So mentally, I ‘stack unwind’ and exit this context with the new note about @concurrent
in hand.
I’m not a computer, so returning to my note about Matt’s post is not lessless. I need to recapture some context. But first, I insert a link to the new concept – so now I have this as the second bullet:
...
- with Swift 6.2 approachable concurrency, `@concurrent`
function[[202509160705]] opts-in to run on the concurrent thread
pool[#20250916actor][]
...
(At the end, I’ll link to all notes in their final form, so you don’t need to keep track of diffs.)
A forward link to connect to the new concept, and mentioning “Swift Approachable Concurrency” explicitly as a term – this helps prime me a bit when I stumble upon this note again, and also helps with full-text search. I often find in programming and writing that it’s better to be verbose: brevity has its place, but it makes expansion and discovery harder.
Instead of a rock-solid diamond that’s forever unchanging, I want my notes to be malleable, form-able. More like clay.
Now Actually Reading the Post
So this detour took me a couple of minutes to read and assemble. The section “Why not MainActor?” seems to be exhausted, and I need to refresh the context anyway, so I now check the post from the beginning.

Annotated coordinate records:
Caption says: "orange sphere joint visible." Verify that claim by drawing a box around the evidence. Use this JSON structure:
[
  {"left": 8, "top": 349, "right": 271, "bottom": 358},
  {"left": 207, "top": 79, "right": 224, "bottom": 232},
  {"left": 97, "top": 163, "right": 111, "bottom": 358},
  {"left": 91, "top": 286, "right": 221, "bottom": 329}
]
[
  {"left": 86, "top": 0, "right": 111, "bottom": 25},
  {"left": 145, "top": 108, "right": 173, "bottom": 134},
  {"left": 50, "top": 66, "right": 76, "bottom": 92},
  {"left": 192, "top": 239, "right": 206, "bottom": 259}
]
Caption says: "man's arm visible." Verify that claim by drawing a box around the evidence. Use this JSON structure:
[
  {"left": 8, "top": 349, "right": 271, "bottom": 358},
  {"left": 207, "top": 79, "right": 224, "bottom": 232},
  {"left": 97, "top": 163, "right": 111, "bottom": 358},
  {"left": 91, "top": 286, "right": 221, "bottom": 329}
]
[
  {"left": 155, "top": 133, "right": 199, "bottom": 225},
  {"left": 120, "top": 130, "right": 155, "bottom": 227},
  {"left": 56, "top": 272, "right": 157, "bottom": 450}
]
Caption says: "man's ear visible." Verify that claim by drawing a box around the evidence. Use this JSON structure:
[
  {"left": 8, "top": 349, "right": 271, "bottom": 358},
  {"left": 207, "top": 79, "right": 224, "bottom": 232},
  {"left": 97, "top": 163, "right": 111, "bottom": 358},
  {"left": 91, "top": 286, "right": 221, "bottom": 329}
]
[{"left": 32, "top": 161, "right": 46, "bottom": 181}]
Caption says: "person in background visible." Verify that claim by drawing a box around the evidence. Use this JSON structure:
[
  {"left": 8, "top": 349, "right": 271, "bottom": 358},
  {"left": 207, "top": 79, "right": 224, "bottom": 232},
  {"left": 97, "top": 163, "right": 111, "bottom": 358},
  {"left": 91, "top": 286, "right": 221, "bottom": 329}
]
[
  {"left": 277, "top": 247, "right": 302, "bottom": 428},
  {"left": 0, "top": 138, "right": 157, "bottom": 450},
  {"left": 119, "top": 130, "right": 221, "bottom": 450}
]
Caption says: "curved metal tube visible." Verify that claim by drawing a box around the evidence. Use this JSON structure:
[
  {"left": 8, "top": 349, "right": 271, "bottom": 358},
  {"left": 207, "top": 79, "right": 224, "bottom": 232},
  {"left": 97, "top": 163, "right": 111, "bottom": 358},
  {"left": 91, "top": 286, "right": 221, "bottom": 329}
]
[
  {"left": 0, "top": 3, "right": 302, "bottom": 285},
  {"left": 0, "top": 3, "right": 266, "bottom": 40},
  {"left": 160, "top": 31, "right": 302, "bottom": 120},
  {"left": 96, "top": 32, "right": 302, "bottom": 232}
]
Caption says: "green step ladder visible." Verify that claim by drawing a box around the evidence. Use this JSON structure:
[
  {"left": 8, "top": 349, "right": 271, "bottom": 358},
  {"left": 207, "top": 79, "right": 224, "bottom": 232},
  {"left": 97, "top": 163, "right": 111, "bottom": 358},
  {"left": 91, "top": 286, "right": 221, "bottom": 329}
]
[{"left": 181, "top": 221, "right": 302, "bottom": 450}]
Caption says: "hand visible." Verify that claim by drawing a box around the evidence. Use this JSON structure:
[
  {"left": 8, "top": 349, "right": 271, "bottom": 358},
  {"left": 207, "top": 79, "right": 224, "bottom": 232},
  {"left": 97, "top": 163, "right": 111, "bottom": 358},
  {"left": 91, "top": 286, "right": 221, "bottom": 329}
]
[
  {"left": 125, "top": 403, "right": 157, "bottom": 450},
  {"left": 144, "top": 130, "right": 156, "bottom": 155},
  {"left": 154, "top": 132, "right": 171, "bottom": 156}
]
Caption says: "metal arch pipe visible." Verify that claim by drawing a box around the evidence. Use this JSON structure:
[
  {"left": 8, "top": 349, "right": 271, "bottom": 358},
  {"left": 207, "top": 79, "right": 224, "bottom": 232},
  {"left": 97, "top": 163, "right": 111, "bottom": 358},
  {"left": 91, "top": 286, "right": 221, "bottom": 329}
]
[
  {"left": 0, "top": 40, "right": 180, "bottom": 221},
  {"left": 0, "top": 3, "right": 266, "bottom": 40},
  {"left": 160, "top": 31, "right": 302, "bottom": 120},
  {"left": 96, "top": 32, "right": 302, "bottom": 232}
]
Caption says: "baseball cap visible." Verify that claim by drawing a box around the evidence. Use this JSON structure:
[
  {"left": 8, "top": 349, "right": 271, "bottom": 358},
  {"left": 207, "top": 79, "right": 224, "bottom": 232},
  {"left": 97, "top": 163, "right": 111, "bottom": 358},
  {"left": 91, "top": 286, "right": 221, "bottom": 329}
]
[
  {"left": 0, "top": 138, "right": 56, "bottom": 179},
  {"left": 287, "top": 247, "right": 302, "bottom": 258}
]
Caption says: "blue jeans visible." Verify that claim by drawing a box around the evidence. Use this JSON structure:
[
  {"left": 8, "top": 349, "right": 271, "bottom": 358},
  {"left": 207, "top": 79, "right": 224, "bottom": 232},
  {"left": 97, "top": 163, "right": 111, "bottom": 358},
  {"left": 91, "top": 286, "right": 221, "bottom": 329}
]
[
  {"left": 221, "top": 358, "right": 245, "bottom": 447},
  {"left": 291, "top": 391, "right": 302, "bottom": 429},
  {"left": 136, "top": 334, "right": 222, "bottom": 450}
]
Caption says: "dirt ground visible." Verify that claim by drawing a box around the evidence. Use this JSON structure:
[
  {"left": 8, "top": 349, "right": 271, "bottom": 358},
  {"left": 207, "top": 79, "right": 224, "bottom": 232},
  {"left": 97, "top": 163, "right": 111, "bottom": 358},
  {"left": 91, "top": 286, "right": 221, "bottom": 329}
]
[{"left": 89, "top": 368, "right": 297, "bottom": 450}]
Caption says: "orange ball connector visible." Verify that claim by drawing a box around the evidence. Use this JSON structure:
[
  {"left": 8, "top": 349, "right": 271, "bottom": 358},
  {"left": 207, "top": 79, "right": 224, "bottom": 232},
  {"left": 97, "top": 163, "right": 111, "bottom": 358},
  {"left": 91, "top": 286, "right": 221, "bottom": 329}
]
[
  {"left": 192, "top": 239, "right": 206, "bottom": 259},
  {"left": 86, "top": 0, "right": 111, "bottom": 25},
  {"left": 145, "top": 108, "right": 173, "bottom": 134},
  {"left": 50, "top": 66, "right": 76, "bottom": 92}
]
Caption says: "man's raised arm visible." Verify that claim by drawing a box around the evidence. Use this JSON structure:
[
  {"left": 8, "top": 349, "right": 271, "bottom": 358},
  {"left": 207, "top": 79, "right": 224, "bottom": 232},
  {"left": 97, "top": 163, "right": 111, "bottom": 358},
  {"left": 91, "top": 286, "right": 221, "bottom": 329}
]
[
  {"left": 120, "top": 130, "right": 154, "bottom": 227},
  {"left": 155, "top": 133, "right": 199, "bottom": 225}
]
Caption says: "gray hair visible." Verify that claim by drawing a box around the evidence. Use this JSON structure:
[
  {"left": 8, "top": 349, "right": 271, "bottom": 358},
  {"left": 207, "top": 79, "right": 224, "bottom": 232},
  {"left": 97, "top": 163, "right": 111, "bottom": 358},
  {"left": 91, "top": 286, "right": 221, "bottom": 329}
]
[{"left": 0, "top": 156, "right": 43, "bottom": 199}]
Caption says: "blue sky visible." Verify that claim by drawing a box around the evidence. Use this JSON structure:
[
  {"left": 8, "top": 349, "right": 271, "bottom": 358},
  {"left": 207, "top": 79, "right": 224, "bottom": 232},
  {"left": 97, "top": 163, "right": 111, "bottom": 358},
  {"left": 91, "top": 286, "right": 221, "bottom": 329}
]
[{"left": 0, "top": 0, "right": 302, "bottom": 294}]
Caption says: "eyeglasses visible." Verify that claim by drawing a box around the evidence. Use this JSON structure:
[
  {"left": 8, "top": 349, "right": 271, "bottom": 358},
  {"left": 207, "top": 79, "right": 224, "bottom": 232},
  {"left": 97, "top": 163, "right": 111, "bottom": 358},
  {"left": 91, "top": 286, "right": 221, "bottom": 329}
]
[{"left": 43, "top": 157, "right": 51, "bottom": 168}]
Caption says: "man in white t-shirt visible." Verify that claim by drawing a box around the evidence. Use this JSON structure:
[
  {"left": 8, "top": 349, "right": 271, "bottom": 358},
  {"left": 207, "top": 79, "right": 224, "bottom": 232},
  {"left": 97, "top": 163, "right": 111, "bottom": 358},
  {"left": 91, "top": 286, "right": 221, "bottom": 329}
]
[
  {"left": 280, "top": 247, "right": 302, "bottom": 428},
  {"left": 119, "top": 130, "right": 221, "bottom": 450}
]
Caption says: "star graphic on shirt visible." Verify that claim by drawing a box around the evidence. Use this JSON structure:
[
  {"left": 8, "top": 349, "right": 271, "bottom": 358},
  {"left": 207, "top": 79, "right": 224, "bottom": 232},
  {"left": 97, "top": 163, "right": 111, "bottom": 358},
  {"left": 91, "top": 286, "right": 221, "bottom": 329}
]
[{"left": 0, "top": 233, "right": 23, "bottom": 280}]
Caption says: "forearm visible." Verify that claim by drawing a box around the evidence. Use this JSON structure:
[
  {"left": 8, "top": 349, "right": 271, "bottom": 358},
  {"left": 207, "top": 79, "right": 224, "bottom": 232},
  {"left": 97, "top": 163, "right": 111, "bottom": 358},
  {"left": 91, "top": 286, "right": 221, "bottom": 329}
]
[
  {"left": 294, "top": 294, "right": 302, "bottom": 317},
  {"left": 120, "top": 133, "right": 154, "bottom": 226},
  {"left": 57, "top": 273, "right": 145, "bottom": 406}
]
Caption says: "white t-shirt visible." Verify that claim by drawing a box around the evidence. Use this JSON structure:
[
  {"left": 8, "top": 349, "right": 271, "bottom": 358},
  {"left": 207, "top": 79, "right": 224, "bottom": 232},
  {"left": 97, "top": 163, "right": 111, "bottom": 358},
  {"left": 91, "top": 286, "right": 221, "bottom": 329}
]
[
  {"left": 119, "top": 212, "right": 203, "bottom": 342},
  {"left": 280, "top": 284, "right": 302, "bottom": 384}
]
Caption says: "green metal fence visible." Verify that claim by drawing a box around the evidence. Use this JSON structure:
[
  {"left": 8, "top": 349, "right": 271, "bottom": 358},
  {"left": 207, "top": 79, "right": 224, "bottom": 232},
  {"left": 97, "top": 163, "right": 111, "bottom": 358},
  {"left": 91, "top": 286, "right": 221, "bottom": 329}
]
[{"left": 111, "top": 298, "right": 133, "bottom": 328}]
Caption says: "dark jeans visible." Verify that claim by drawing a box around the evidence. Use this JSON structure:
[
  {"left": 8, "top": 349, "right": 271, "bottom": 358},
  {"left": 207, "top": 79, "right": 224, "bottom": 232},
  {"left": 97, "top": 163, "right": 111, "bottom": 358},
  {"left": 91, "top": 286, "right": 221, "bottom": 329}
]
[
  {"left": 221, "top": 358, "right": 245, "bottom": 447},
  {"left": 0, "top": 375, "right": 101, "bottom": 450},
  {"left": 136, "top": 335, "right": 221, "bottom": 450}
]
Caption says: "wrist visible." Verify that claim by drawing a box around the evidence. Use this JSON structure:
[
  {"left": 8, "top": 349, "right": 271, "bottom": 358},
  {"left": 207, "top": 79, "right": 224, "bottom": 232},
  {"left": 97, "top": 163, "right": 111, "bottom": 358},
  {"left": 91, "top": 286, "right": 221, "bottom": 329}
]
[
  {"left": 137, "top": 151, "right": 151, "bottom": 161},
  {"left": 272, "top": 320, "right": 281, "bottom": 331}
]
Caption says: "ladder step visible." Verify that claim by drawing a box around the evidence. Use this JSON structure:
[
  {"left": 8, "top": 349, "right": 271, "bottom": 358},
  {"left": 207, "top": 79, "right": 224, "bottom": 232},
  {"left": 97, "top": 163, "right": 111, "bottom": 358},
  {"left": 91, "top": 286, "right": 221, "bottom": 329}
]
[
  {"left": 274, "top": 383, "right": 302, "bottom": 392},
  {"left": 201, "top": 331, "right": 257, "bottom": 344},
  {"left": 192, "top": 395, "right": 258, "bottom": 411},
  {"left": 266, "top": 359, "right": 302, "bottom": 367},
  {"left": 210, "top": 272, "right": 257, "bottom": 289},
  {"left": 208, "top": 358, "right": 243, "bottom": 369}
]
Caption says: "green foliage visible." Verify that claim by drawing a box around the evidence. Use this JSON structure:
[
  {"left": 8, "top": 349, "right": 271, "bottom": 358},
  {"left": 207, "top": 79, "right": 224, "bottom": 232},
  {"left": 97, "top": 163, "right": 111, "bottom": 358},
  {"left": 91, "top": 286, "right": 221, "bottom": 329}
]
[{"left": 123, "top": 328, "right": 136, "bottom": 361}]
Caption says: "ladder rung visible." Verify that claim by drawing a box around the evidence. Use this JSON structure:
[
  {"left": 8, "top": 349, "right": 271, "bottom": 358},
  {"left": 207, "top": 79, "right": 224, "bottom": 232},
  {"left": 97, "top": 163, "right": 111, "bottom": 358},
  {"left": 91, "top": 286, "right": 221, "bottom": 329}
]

- AIM A
Decide whether each of the following statements agrees with the note-taking passage. Answer yes or no for each, and quote the deciding words. (i) Before recapturing context, the writer first inserts a link to the new concept. (ii) The writer wants notes to resemble an unchanging diamond. (iii) The writer next checks the post from the beginning.
- AIM B
From the listing, extract every line that contains the string "white".

- TASK RESPONSE A
(i) Yes: "But first, I insert a link to the new concept"
(ii) No: "Instead of a rock-solid diamond that’s forever unchanging, I want my notes to be malleable, form-able. More like clay."
(iii) Yes: "so I now check the post from the beginning."

- TASK RESPONSE B
Caption says: "man in white t-shirt visible." Verify that claim by drawing a box around the evidence. Use this JSON structure:
Caption says: "white t-shirt visible." Verify that claim by drawing a box around the evidence. Use this JSON structure:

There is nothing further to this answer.